── SOURCE ──
Tall and Narrow

by wjw on December 13, 2018

IMG_4173Here’s another photo from our 2019 calendar.  This is an interior view of something called the Church of the Savior on the Spilled Blood— lighthearted name, that— in St.  Petersburg, Russia.  It is built on the site where Tsar Alexander II was mortally wounded by a nihilist bomb in 1881.

Alexander was progressive as autocrats go, and reformed the government and freed the serfs.  This, alas, was not progressive enough for the nihilists.  At the dying tsar’s bedside were his son and grandson, Alexander III and Nicholas II, who turned into reactionaries and brought the process of reform to a shuddering halt.  Irony abounds.

The church was built by the two heirs and is, as you can see, very tall and somewhat narrow. (Descriptions that also fit Alexander III and Nicholas.)  The architecture is medieval revival— there was a lot of that going on in the 19th Century (see the Houses of Parliament),  The exterior features brightly-colored onion domes.  Every so often as you wander through the interior, you look up and see an oculus through through which the Virgin Mary or Christ Pantocrator peer at you.  As seems normal for big Russian churches, the whole place is slathered in gold.

The walls have more mosaics than anyplace in the world, apparently, and it’s a shame I didn’t like them more.  They’re an uneasy mix of traditional and modern styles, a combination of bombast and treacle.  (Another apt description of the last two tsars.)
───
### TASK DIRECTIONS
In the post above, what event took place on the site where the Church of the Savior on the Spilled Blood was built?
── MATERIAL SHOWN ──
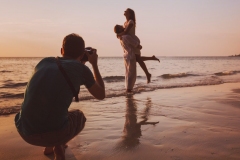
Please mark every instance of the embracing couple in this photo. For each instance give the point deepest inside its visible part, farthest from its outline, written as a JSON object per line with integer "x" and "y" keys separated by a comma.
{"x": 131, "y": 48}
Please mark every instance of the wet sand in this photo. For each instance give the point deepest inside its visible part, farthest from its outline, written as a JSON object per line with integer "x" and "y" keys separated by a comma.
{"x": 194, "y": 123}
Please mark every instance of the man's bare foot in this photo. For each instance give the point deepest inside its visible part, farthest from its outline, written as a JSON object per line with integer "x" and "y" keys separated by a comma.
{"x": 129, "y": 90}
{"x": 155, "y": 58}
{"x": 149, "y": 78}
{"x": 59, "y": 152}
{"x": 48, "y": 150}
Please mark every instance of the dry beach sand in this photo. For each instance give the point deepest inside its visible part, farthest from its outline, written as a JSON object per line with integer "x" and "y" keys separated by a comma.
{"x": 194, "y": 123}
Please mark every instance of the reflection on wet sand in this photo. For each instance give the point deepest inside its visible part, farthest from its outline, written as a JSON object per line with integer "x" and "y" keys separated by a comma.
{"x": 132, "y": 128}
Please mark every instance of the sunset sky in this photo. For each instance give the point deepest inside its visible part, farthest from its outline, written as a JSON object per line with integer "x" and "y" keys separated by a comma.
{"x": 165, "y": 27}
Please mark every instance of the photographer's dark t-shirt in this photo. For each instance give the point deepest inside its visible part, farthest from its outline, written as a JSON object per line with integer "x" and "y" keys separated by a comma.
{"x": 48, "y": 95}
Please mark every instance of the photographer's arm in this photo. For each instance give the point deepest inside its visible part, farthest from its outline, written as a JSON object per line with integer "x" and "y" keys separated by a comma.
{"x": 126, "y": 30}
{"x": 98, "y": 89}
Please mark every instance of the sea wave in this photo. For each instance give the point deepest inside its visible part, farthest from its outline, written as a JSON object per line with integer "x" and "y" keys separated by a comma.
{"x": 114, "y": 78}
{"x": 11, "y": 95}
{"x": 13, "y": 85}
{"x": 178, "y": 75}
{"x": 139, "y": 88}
───
── MATERIAL SHOWN ──
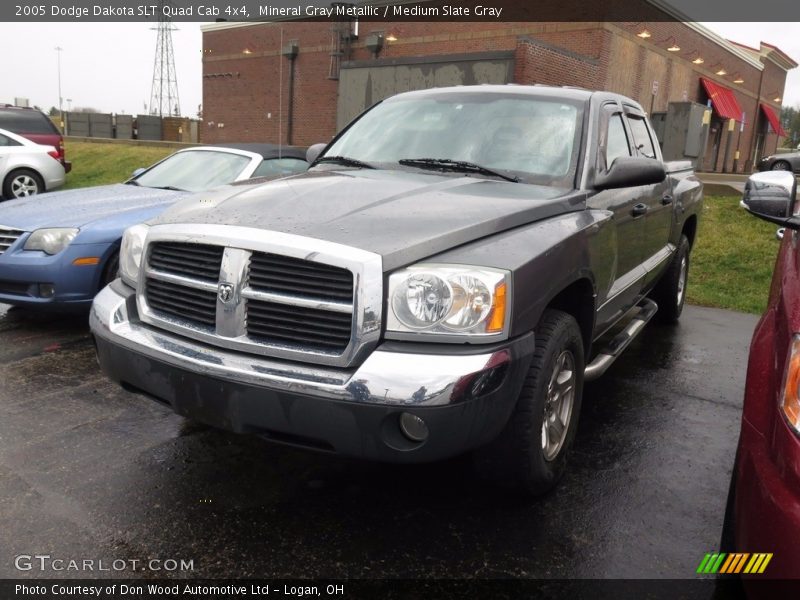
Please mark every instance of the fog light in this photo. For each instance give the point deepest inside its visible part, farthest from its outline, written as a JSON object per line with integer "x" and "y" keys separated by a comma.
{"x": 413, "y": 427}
───
── MATERIAL SHOWN ──
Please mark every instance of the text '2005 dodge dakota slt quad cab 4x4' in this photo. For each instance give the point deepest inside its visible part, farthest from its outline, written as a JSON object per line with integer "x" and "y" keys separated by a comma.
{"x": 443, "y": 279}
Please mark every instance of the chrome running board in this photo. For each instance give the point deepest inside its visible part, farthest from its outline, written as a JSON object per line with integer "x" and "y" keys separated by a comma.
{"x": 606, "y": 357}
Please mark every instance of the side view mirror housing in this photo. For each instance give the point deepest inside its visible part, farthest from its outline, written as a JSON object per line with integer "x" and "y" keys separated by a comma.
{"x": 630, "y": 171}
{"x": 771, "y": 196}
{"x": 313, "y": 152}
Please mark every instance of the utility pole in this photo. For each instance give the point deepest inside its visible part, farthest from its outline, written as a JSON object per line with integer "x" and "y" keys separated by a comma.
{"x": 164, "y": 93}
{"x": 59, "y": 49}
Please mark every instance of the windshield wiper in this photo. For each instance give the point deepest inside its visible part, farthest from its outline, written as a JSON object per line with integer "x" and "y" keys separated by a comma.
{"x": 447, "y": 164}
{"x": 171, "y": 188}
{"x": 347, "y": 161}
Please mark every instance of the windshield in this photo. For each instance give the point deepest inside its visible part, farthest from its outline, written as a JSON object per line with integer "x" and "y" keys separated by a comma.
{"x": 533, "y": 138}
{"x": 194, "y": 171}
───
### TASK RESPONSE
Tsar Alexander II was mortally wounded there by a nihilist bomb in 1881.